> _Texte fourni_
+ + + +
Ce processus a fait évoluer de manière décisive la composition de l'atmosphère de plusieurs corps du système solaire : disparition de l'essentiel de l'atmosphère martienne, faisant de cette planète un monde désert et stérile, évacuation de l'hydrogène de l'atmosphère terrestre, permettant à la vie d'apparaître, disparition de la vapeur d'eau de l'atmosphère de Vénus, contribuant à l'effet de serre caractérisant cette planète. Plusieurs mécanismes sont susceptibles de contribuer à l'échappement atmosphérique. Leur incidence est principalement influencée par la masse de la planète et la présence d'un champ magnétique. Deux missions spatiales — MAVEN, lancée par la NASA en 2013, et ExoMars Trace Gas Orbiter de l'Agence spatiale européenne (lancée en 2016, opérationnelle depuis 2018) — sont consacrées à l'étude in situ de l'échappement de l'atmosphère de Mars.
L'un des mécanismes d'échappement thermique classique est l'échappement de Jeans[1]. Dans une quantité de gaz, la vitesse moyenne d'une molécule est déterminée par la température, mais la vitesse des molécules individuelles varie de façon continue pendant qu'elles se heurtent les unes aux autres, par acquisition ou perte d'énergie cinétique.
+ + + +
> _Enregistrements présentés_
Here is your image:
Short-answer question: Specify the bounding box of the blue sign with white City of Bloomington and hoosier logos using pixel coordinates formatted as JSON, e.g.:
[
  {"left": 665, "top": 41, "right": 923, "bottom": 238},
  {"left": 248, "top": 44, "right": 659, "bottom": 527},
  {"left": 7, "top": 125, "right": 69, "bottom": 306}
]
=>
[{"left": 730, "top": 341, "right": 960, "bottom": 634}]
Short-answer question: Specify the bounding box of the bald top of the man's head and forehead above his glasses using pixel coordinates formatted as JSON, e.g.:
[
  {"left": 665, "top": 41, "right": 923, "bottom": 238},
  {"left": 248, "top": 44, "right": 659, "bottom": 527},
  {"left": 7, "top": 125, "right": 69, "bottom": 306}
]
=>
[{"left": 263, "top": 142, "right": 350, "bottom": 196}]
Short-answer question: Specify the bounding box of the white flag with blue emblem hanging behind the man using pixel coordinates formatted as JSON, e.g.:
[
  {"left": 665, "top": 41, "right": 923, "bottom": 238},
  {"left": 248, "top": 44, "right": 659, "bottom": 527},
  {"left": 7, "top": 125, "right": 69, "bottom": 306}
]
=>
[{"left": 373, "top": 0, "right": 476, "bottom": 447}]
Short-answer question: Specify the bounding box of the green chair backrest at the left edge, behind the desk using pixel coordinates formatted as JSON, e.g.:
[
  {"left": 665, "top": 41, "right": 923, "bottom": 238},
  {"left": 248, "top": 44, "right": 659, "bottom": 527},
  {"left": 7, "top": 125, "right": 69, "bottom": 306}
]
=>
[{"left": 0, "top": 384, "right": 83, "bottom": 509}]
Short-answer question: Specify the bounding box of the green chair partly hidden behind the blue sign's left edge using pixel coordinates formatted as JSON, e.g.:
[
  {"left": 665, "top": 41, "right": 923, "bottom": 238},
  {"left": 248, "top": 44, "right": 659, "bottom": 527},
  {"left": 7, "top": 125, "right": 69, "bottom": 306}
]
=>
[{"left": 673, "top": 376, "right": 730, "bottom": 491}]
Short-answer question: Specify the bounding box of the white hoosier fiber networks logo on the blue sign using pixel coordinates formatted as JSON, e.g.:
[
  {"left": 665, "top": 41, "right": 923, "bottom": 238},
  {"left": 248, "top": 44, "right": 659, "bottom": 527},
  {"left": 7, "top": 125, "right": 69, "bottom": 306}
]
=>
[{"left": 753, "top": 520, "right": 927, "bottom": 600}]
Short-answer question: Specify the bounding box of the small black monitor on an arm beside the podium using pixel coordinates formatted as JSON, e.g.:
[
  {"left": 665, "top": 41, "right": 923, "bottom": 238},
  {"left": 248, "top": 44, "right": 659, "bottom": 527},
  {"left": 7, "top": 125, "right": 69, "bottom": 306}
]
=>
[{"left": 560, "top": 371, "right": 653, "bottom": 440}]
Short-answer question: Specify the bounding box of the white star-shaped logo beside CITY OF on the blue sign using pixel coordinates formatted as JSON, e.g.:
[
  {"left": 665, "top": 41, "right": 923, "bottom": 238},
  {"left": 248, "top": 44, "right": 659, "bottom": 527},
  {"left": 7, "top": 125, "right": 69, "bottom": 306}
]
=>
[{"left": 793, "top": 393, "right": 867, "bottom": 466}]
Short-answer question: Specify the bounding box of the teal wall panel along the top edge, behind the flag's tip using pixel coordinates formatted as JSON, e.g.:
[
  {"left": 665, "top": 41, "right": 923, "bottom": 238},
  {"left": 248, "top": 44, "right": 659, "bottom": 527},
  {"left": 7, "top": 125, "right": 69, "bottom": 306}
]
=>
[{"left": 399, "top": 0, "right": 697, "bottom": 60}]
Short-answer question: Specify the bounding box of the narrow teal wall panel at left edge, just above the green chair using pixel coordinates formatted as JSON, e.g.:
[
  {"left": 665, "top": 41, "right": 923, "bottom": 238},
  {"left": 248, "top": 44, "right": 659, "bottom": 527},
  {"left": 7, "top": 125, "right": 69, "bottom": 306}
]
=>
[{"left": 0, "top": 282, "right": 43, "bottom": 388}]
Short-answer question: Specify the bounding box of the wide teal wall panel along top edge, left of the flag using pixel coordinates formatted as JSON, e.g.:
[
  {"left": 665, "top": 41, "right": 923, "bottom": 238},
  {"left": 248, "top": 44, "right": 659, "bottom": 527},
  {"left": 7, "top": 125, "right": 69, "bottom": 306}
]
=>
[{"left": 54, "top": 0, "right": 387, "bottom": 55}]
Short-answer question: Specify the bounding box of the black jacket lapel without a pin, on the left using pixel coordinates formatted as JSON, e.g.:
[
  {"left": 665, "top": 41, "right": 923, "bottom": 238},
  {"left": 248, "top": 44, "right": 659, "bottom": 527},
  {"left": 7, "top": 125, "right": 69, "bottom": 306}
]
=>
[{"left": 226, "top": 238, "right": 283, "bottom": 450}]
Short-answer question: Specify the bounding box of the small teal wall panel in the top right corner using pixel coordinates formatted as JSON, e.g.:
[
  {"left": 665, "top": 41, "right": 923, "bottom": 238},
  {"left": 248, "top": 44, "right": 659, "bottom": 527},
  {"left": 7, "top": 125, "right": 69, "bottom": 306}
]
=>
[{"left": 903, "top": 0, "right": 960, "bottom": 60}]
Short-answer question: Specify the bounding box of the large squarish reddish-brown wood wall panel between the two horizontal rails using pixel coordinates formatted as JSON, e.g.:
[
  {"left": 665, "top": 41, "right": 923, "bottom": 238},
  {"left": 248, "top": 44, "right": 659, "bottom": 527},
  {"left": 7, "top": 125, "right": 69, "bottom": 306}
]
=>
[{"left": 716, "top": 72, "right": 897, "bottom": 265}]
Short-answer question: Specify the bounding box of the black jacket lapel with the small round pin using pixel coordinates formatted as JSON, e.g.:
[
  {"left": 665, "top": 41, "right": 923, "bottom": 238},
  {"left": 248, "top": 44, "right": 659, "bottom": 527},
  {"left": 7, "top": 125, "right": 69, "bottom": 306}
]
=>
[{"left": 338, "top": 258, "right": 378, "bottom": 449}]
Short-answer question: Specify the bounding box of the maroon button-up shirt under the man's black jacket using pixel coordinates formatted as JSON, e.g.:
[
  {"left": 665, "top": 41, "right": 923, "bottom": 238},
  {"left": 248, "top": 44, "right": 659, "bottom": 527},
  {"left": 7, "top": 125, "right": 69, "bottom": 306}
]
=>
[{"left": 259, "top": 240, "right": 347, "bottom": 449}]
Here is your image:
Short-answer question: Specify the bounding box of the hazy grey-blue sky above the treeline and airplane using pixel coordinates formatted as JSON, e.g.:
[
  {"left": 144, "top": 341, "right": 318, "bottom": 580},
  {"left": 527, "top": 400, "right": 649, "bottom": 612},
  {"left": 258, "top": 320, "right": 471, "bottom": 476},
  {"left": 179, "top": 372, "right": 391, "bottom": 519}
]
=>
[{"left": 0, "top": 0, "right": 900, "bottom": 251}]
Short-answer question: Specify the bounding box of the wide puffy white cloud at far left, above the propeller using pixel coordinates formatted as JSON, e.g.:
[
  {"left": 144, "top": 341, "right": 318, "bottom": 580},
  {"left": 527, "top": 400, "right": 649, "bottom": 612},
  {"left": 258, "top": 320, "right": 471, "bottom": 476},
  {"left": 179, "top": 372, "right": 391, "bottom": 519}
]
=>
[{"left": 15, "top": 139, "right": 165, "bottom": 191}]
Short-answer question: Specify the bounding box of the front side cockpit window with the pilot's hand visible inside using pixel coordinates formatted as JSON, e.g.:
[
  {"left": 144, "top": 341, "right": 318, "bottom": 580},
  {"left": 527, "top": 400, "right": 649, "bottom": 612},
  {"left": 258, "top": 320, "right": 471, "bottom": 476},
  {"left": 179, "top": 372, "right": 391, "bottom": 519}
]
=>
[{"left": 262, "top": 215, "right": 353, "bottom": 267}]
+ + + +
> _Objectif_
Rédigez la suite du texte sur l'échappement atmosphérique, en reprenant après sa dernière phrase. Les enregistrements ne sont pas nécessaires ici.

> _Réponse rédigée_
Dans le cas de Mars les données à disposition ont permis d'identifier plusieurs mécanismes qui ont pu conduire à l'échappement atmosphérique de l'atmosphère de la planète dans l'espace interplanétaire. Le rayonnement ultraviolet et le vent solaire transforment les atomes et les molécules de la haute atmosphère martienne, à l'origine électriquement neutre, en particules chargées (ions). Le champ électrique généré par le vent solaire peut alors agir sur celles-ci et les chasser dans l'espace. Le vent solaire peut également réchauffer les molécules de la haute atmosphère qui échappent alors à la gravité martienne. Mais des éruptions volcaniques ont eu lieu par la suite et auraient dû reconstituer l'atmosphère. La disparition de celle-ci résulte peut-être de la combinaison de plusieurs de ces mécanismes[2]. Les mécanismes d'échappement à l’œuvre peuvent être regroupés dans deux catégories : échappement thermique et échappement non thermique.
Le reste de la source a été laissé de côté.